** EXCERPT **
— start —

When you assemble a puzzle, when you take all those tiny colour coded pieces out of their protective wrappings, spread them on the floor, create space in your life for this new adventure of your choosing... what is your first thought? Do you prop your box up in clear view so you can check in with the picture you were provided with? Do you take apart all the accidental non-separated pieces, to prevent cheating? Do you premeasure cardboard to lay down underneath to ensure the reality of this task is going to fit in your predesgined life? Do you find all the edge pieces first, create a box within which you know your new chaos will stay? Or do you attack all the uncertainties and just start to piece things together with no regret and only a smile and sense of adventure?

My pre warning to this blog entry is this: please stop reading if you take offense easily. Please please scroll your mouse around to another wonderful snippet from someone else that tells you your goals are near at hand and never give up. Do not read further if you don't wish to hear several harsh truths you may in fact embody.... One thing I'm good at is ranting, but this particular rant is very specifically geared to enlightening your sense of how it is to be training for something as a disabled athlete... How it is to feel as though you actually have very little wiggle room from predestination boxes that are given by the able bodies world around you.

All of this comes to me while on the journey to meet my summer goal to swim 13km in open water tethered to another, tandem bike 500km with another for five days, and run 100miles with a guide runner..

Myths of disabled athletes - 1. We just appear on the course

Not true! We have lives, take up space. Feel the world on many levels. Go to the grocery store and get in your rushed selfs way. Go to the bus stop and stand too near the door just to be noticed. Miss pieces of guide dog poo on the sidewalk in which your kid might step. Bump our wheelchairs into displays too narrow and knock things down. Not wave or say hello in the school yard at drop off time. Might dress the youngest in purple on blue day. Stand in a bank teller line just to have our bill read out loud. In general if you missed us out there, it's because your perception passed us over... Not because we are not there.

Myth of disabled athletes : 2. Everything is harder for us

Ok, truth in parts on this one. Imagine brevity that the event your wish to enter has set a bar and rules for participating that are just beyond your normal limits. If these events are actually harder for us it is only because we are most often competing in an able bodied competition. Which for the most part is what attracts us. However making adjustments to our accessible issues doesn't make it harder, it just makes it different. Whether it's a guide runner volunteer or a handcycle .... It's just different. Oh and we love it by the way.

Myth of disabled athletes : 3. We have super powers

This one bugs me... Everyone has superpowers. Everyone! But whether or not you decide to wake up trying to change the world or run around the block or just pour another cup of coffee and move slowly.... Is completely and totally... Your choice. Oh sure, seeing us on the race course might be inspiring, might seem like the coolest thing you'd seen recently. It might even be the driving force that gets you up off the couch.... But I promise you, when we are out there giving our best, trying our hardest, we have no more superpowers than the runner beside us that trained just as hard. Our stories may be different, our reasons may be different, but we are both still here. And that is most important.

— end —

** TASK INPUTS **

— start —

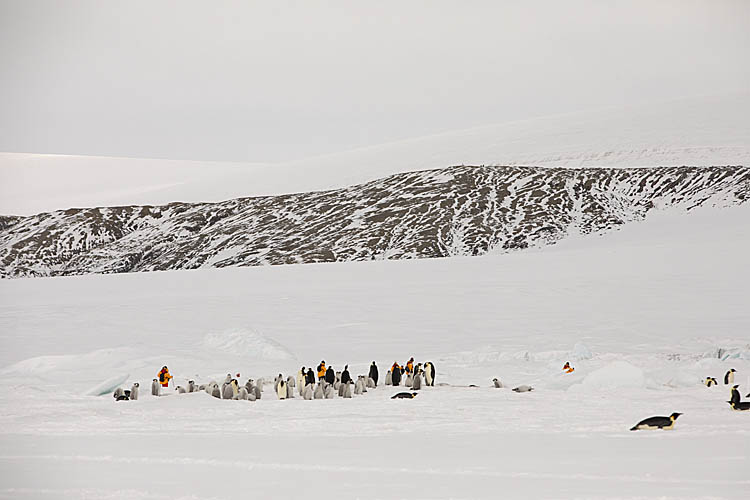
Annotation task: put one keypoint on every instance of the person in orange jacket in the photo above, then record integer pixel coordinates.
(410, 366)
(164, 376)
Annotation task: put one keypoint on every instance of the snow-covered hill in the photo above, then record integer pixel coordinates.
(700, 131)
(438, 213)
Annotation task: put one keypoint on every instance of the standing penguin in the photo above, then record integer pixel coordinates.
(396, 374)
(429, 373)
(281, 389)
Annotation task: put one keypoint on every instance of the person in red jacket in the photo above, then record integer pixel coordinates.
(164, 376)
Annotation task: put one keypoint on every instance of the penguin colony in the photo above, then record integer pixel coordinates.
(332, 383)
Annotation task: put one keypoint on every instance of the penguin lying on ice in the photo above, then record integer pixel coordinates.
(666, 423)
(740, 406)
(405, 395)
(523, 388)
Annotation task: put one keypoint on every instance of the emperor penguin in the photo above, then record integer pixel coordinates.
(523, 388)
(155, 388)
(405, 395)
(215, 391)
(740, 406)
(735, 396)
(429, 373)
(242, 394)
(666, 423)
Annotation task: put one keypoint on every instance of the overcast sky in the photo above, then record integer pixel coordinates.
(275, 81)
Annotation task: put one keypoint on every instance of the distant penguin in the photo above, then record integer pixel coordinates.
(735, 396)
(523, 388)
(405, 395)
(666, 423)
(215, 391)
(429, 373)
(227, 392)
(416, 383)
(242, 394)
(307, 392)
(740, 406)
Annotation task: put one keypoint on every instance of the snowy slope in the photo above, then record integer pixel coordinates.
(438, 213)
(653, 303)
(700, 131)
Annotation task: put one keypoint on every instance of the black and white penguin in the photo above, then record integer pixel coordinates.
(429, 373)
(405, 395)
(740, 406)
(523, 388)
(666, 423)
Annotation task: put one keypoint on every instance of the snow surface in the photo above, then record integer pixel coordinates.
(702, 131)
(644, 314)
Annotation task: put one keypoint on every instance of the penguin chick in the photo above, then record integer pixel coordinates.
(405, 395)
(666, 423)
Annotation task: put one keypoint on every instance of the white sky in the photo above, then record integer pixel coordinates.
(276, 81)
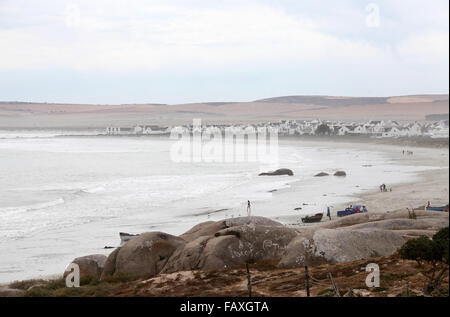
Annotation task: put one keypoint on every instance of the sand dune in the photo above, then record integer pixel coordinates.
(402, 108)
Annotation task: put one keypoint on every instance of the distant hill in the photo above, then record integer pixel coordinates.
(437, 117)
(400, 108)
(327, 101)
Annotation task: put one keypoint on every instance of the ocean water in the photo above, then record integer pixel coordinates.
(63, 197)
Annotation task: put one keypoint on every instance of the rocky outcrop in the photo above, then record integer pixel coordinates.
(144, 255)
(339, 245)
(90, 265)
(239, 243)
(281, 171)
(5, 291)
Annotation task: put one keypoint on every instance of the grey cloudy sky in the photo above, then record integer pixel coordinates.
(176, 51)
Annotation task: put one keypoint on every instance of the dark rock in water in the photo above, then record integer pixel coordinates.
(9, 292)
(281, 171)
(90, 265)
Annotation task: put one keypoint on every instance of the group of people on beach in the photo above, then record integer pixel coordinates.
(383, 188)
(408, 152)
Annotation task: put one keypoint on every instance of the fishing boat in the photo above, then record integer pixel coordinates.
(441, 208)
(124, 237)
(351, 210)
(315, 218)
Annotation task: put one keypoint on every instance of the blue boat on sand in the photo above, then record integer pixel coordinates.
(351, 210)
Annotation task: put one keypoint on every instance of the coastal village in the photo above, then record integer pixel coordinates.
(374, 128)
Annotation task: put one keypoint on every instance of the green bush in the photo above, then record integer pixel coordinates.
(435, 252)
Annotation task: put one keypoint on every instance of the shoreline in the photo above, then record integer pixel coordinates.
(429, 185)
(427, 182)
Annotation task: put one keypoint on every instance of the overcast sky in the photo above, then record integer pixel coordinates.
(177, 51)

— end —

** WORK INSTRUCTIONS **
• 1. Copy out the records exactly, from the line containing "of the coastal" through the final line of the records, with both ends included.
• 2. Continue the blog post about myths of disabled athletes from the point where it stops.

** RESULTS FOR THE EXERCISE **
• 1.
Annotation task: put one keypoint on every instance of the coastal village in the photo above, then record integer pixel coordinates.
(374, 128)
Annotation task: put one keypoint on every instance of the green bush in the photo above, then record integer pixel coordinates.
(435, 252)
Annotation task: put one keypoint on every instance of the shoreline in the photo above, then record integer pixel coordinates.
(429, 185)
(427, 182)
Annotation task: put one keypoint on every instance of the overcast sky in the photo above, then record integer pixel coordinates.
(177, 51)

• 2.
Random facts about being a vision impaired athlete:

I separated these, because my sensory difference is not the same as that from another category. And furthermore doesn't speak for every vision impaired athlete...

- I will bug you
Whether this happens because you've read my twitter and see the amount of chaos I cope with, or because I took the disabled space when I was dropped at the gym... I promise you I will bug you. I will get in your way in the pool, not see you coming, look like I'm making faces at you when really I'm just squinting to figure out who to apology to. I won't follow spin class instructions (because I can't see them) and may stand when you're sitting. I will trip on the weight machines looking for the box jumps (especially if you didn't put your dumb bells away dummy!!!) I will ask you to read the ladies room scale so I can know I'm on track, not so I can share my most intimate detail with strangers. Whatever it is, I promise, I will bug you. And frankly, I'm ok with that. This is me, disabled me, trying to negotiate my way through your world. If you lived in mine I'd curse you for not ensuring my knives went in the drawer all the same direction, and for switching the shampoo and conditioner bottles around. Lets just do our best ok?

- i worry a lot
Sure I do! I worry about making cut offs that were made for able bodied people. I worry about losing my lane in the pool if I get out to go pee after two hours of swimming. I worry about getting in one end of the pool and not seeing someone on the other end. I worry about running across a new road into the sun, when all I have are my mobility training from high school to figure out whether or not there's an advanced green. Only at higher speeds because we're supposed to be running here! I worry my bike shorts make my butt fat. I worry my run skirt looks dumb with that colour top. Or that the caliber of my awesome equipment doesn't belong on such a slow girl. (Thank you Salomon Toronto!!!!) I worry about where to put my phone since my outfits are pocket free. I worry that while I'm running up this hill and you're driving slow to see if I'll make it that I won't. I worry you'll still be around when I start dancing at the top after having accomplished it. I worry about peeing on the trail and being seen... Since I'd likely miss you coming up behind me. I worry about the sun preventing me from following the longer route. I worry about a hell of a lot of things you worry about. Can I do this? Why do I think I can't? What am I proving? And to whom?

And lastly....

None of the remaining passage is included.